Tarefa.
Coloque numa lista JSON de strings, uma por linha e sem as linhas em branco, todo o trecho do material que vai da linha que contém "of the tall" até a linha que contém "(1296, 650)", ambas incluídas.

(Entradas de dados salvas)
==*==

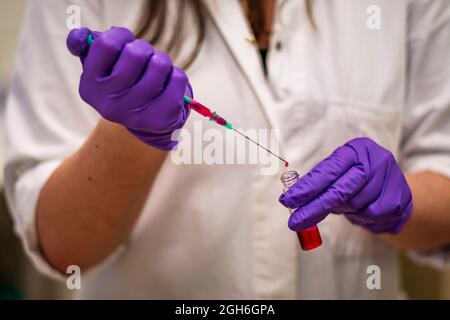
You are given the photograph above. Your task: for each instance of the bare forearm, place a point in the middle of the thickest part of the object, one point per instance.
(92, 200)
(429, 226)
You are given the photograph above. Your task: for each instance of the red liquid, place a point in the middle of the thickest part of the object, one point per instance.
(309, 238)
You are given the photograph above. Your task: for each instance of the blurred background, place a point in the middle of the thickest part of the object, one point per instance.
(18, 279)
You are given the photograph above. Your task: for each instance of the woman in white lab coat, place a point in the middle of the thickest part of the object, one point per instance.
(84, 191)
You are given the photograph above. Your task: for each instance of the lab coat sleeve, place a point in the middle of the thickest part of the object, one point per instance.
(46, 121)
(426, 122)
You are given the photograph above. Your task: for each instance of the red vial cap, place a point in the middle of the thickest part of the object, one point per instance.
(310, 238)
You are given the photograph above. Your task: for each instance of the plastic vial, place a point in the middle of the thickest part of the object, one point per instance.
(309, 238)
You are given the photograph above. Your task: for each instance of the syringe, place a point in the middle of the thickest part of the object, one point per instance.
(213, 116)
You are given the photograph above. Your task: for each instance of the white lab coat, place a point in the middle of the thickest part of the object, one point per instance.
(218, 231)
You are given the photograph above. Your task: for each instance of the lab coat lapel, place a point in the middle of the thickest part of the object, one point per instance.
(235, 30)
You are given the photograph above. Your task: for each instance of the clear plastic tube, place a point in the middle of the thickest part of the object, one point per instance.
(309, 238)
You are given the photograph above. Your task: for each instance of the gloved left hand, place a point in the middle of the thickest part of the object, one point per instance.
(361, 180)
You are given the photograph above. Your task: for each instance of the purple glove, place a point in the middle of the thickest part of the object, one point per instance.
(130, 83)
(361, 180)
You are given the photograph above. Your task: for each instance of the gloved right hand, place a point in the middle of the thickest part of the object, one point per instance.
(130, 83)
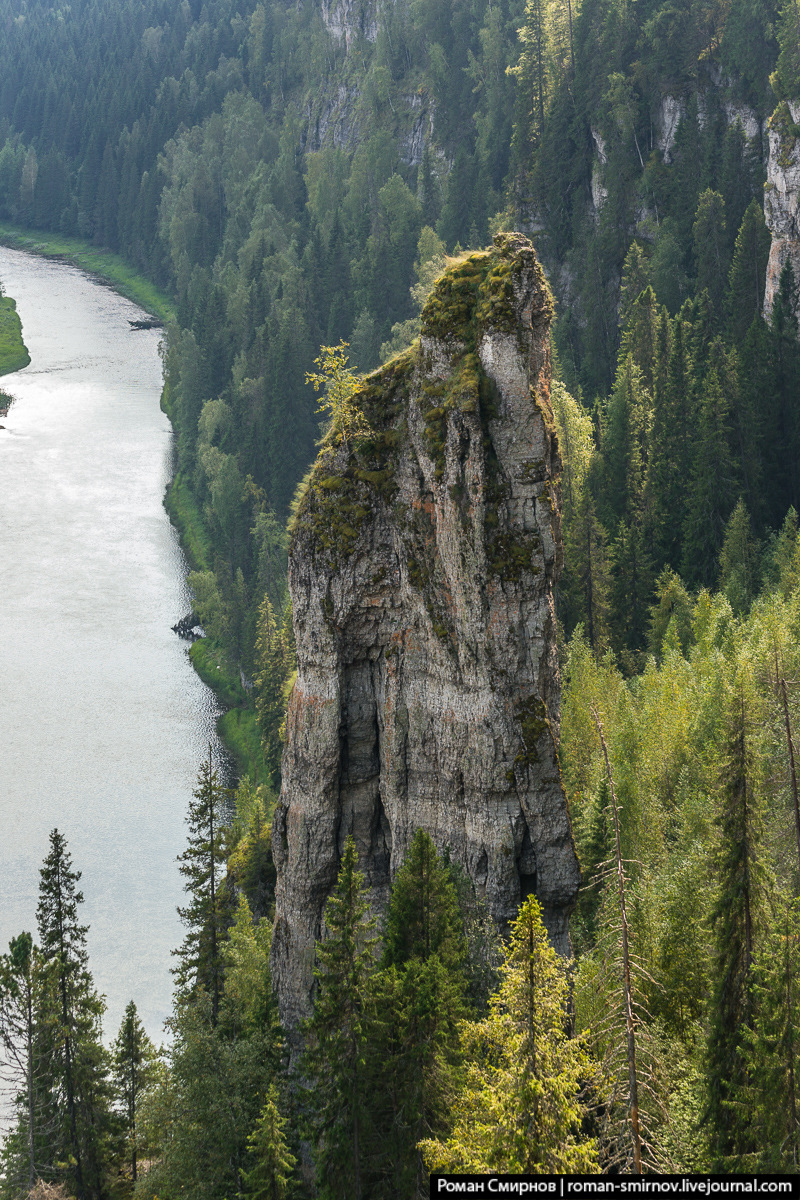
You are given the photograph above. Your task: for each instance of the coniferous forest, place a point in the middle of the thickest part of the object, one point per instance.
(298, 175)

==*==

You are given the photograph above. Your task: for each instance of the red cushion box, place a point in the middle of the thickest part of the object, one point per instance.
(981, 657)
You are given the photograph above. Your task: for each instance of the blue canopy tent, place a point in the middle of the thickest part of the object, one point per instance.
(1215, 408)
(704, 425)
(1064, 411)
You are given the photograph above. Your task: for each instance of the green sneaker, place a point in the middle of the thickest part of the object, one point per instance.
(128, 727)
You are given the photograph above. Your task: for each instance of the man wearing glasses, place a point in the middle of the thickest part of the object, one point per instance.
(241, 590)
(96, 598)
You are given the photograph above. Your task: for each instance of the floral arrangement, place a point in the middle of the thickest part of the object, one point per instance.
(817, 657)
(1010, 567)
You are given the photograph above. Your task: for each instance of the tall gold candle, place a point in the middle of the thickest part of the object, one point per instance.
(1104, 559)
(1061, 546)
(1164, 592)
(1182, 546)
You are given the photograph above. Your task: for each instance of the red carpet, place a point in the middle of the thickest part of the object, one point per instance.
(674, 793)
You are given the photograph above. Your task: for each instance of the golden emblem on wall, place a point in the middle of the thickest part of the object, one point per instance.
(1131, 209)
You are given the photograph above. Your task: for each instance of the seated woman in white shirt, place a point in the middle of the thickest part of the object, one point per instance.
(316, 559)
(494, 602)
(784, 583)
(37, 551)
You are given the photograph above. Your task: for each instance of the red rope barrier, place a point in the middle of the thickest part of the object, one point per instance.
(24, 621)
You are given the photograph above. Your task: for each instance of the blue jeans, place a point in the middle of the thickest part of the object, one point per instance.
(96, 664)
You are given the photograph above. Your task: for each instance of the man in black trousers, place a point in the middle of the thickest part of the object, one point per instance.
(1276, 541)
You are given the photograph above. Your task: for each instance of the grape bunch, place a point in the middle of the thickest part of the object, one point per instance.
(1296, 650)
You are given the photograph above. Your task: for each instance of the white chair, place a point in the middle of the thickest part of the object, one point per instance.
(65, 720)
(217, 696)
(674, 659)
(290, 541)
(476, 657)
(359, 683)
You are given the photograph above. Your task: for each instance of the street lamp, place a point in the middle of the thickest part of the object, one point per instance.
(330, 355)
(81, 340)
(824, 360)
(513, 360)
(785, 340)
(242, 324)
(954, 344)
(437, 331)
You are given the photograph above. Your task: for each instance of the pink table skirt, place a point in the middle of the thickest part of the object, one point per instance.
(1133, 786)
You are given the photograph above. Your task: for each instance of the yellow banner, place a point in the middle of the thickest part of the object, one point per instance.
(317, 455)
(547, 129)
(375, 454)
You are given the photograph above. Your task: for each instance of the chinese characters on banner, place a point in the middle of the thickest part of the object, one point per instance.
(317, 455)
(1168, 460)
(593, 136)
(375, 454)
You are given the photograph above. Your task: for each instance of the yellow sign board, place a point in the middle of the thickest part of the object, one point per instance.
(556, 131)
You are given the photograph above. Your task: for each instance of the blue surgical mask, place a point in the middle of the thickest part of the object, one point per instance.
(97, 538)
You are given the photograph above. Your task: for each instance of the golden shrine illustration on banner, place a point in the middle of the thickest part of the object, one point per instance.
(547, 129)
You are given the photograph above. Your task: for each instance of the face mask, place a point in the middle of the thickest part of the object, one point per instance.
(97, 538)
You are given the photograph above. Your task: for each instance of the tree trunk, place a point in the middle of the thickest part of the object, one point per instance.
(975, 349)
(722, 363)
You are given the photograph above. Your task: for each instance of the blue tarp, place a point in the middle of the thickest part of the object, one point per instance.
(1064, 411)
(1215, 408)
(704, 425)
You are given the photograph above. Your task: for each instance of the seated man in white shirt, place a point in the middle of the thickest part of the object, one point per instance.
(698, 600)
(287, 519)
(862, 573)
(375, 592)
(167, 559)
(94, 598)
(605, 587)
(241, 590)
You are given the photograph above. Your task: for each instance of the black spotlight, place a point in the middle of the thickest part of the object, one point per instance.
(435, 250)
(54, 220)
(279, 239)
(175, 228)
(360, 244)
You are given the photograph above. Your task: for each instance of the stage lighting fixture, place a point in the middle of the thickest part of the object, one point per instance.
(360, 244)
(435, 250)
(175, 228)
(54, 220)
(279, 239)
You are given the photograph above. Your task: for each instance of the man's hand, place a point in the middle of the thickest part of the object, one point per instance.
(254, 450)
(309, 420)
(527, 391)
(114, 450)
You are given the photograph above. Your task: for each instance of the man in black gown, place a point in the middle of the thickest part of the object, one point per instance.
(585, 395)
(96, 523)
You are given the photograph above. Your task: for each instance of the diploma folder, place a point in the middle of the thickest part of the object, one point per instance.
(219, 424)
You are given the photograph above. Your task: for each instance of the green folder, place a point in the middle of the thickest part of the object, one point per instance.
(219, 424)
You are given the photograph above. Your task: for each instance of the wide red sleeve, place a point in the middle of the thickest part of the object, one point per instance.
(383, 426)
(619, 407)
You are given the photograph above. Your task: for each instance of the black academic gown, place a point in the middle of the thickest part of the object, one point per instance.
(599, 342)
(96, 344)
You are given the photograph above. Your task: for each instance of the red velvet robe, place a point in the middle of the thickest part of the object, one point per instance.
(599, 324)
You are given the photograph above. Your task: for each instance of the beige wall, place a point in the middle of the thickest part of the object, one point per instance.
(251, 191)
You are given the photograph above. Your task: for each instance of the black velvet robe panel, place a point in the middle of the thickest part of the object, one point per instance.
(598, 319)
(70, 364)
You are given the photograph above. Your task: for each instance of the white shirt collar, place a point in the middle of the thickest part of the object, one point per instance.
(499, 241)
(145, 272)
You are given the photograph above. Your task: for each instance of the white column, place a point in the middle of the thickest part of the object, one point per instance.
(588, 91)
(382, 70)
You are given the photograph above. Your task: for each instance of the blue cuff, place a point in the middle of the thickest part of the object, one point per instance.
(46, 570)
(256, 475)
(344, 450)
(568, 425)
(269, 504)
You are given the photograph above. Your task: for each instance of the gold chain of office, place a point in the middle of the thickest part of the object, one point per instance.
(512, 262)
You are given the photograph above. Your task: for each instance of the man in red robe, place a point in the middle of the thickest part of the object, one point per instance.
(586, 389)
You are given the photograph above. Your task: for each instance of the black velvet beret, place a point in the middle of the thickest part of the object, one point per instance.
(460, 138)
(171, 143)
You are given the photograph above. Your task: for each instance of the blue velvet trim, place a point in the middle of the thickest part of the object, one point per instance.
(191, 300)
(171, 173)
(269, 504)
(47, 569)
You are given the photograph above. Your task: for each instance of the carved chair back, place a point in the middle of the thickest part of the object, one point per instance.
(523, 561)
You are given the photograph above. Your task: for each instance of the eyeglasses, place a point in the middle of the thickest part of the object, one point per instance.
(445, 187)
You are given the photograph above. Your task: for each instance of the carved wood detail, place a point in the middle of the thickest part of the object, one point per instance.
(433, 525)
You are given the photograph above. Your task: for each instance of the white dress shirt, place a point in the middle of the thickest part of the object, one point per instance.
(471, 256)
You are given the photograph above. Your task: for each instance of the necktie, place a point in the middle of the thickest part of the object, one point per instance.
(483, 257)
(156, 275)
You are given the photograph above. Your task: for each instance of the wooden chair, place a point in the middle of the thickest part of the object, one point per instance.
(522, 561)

==*==

Resposta.
[
  "You are given the photograph above. Your task: for each instance of the tall gold candle, place a point in the middle of the thickest part of the object, one point per instance.",
  "(1104, 559)",
  "(1061, 546)",
  "(1164, 592)",
  "(1182, 546)",
  "You are given the photograph above. Your task: for each instance of the red carpet, place a point in the middle of the thickest part of the object, one point per instance.",
  "(674, 793)",
  "You are given the photograph above. Your task: for each instance of the golden emblem on wall, place a point in the middle of the thickest part of the object, one point per instance.",
  "(1131, 209)",
  "You are given the photograph above. Your task: for each instance of the seated woman in white shirt, place a point in the middle of the thickest part of the object, one point per instance.",
  "(316, 559)",
  "(494, 602)",
  "(784, 583)",
  "(37, 551)",
  "You are given the photograph above. Your task: for each instance of the red rope barrier, place a point in the middle of the thickest part of the object, one point per instance.",
  "(24, 621)",
  "You are given the photograph above. Your task: for each instance of the blue jeans, place a point in the middle of the thickest part of the object, one point per instance.",
  "(96, 664)",
  "You are given the photograph above. Your task: for each instance of the man in black trousers, place a point in the middle of the thickest part of the object, one point per instance.",
  "(1276, 541)",
  "You are given the photograph above. Your task: for each instance of the grape bunch, place a point in the middle of the thickest part of the object, one point per instance.",
  "(1296, 650)"
]